Problems to solve
A) From the post on Google Analytics segments below, list every term it gives for creating user Segments.
B) Write the next part of the post on Google Analytics segments below, starting after its final sentence.

Categories
Google Analytics

Advanced Segments: Conditional and Sequences

Why you should use Segments in Google Analytics

Looking at all of your Google Analytics data at once sucks like a sour lemon. If you don’t segment the data, you will never find the good, the bad, or the wonderful. Plus, we all know that customers take different journeys to, and on, your awesome website. So, it’s great to know how your marketing channels are performing, and how to find your best customers, as well as how to enhance channels and help those customers that are struggling. 

Ideally, you’d want to use Google Analytics to find answers to your question like an easy-peel clementine, so let’s dive into what you can do with these little gems. 

In particular, if you use the Advanced Segment options, Conditions and Sequences, you can really power up your work.

This post dives into those Advanced Segments. 

If you want to learn more about what Segments are, we have a handy, free PDF explainer ‘How To Use Segments’

Segments in Google Analytics from The Coloring In Department

Google Analytics reports are all built on the basis of Dimensions and Metrics. Segments are looking at your data set to find a match for the Dimensions and Metrics you want to focus on. 

You can create user Segments on the following terms: 

Demographics 

You can look at your data – and dive into people, places, ages and language. 

Technology 

Isolate users or sessions by device, so things like mobile/tablet/desktop. The browser they are using or the size of screen resolution. 

Behaviour

This is all down to recency and frequency, so the number of sessions. The days since their last session, how many transactions they had.

Date of First Session 

Create a Segment based on cohorts, that match a definition, for instance, the dates between their first and last visit to your website. 

Traffic Sources 

How do your users find you? Which campaigns, channels, mediums, sources, paid keywords etc.

Enhanced Ecommerce 

Segment your users by their shopping actions. Revenue per user, the product they bought, the brand they purchased etc.

Advanced Segments: Conditions and Sequences 

These options allow you to really build out and power up your work. This function gives you more flexibility, as you can layer Dimensions and Metrics, and mix things up. For example, you can create a Segment for Traffic Sources, but if you wanted to look at a Traffic source AND the page a user viewed you would need to use an Advanced Segment to do that.

Data lines
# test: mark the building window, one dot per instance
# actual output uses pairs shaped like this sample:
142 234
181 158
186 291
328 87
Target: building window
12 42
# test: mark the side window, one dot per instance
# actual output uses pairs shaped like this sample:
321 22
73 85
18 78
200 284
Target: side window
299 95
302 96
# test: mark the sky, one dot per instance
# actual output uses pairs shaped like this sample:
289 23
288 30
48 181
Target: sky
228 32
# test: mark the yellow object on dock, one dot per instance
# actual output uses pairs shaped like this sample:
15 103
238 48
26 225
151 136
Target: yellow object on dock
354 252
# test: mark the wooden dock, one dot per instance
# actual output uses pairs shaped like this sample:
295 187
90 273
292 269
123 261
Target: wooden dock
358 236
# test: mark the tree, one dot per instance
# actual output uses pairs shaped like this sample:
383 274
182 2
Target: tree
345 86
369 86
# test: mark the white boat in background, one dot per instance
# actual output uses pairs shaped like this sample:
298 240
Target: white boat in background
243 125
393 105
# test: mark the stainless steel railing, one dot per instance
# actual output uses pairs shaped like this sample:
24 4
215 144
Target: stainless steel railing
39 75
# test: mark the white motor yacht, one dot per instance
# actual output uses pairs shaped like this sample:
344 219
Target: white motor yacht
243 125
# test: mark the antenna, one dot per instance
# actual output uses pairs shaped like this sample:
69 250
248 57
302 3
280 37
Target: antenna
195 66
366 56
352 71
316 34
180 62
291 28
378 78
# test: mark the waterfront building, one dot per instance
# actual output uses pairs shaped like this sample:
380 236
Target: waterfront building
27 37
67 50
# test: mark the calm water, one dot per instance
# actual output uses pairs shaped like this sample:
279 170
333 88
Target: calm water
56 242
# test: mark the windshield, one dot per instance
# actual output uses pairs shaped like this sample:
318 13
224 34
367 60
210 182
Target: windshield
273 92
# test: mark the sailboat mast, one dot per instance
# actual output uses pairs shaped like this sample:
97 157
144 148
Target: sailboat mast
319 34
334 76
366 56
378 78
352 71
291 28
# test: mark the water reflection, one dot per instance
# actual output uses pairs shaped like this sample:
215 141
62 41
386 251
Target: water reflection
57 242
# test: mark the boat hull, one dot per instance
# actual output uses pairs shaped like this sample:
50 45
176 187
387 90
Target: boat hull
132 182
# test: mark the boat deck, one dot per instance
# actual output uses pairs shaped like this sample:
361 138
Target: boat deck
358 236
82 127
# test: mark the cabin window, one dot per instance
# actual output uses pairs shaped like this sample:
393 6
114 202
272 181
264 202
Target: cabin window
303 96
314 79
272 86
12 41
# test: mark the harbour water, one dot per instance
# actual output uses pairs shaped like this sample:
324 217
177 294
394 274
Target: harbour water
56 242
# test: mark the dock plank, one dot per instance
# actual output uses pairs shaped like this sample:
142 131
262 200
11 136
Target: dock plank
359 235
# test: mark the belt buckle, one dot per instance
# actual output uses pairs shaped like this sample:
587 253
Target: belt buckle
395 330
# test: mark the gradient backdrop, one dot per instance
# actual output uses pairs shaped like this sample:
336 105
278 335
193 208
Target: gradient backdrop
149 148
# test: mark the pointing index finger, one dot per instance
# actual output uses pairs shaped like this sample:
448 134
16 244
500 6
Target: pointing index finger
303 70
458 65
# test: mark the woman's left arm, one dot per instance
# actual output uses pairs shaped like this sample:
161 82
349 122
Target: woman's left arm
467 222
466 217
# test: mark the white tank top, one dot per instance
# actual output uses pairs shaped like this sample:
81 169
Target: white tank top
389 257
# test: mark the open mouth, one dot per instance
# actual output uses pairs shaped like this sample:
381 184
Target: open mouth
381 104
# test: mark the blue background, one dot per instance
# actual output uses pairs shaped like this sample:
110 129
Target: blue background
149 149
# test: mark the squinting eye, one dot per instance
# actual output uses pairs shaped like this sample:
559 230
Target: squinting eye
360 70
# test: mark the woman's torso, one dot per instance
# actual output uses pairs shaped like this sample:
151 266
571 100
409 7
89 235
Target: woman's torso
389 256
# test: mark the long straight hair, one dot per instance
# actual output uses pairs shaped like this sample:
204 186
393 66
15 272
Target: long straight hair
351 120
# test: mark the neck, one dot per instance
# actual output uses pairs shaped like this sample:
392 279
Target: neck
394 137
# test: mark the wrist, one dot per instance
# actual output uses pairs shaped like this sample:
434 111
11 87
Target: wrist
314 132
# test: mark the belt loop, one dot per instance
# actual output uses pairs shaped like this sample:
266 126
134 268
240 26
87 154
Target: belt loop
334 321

Answers to the tasks
A)
- Demographics
- Technology
- Behaviour
- Date of First Session
- Traffic Sources
- Enhanced Ecommerce

B)
They both work on the basis of you defining what the dimensions and metrics are; and you can opt to include or exclude dimensions and metrics. Then define what the conditions are, so which dimensions and metric values are we looking for, and then, if the next part of the Segment is to be included as an and/or.

Please note – And / Or statements behave differently. You are putting together two or more Dimensions and Metrics. You use AND to say that both conditions are required, the OR means that only one condition must be met.

Condition Based Segments

This is where you are building a set of conditions. You can pick what you want, provided that the dimension, metrics and their values actually exist in your data already. Segment your users and/or their sessions according to single or multiple-session conditions.

Sequence Based Segments 

This gives you the same flexibility as Conditional Segments, the difference here is that you are segmenting your users and/or their sessions according to sequential conditions. Specific steps in a journey rather than conditional ones.

You do this by  Filtering> Include or Exclude> Sessions or Users> then define the Sequence Start > Any User Interaction or First User Interaction.  Then you put in your Dimensions or Metrics and assign a value for each step.  That value uses basic math symbols (greater than, less than, etc) you also get the option to use And/Or statements to further qualify this.

You need to make sure that you select the correct type of Advanced segment as they behave a little differently overall.

Scope of Segments 

We’ve talked about getting the scope of the segment correct, but the difference between a user based segment and session-based segment are equally – super important. 

In your Condition and Sequence Segments, you can filter between Sessions and Users. As you might expect, this has an impact on your data, even more so when you are using the And / Or statements.

Let me explain.

If you create a Condition Segment that is Session based on Source = organic and, say for example Event = info pack downloaded and Event = Free resources sign up. This will only pull in an answer if these two criteria happened within the same session.

But what if the traffic from Organic doesn’t always assist in these events happening? You would need to swap this out to a User based segment.

Hold up, when we do this, look what happens to our data. Zero ? That can’t be right surely? There must be users that came from organic and downloaded content to fire our event tracking. What’s going on?

Well, if you change it to a User based in this Condition Segment, here’s the kink, it will only pull the data if the conditions happened within the same Hit.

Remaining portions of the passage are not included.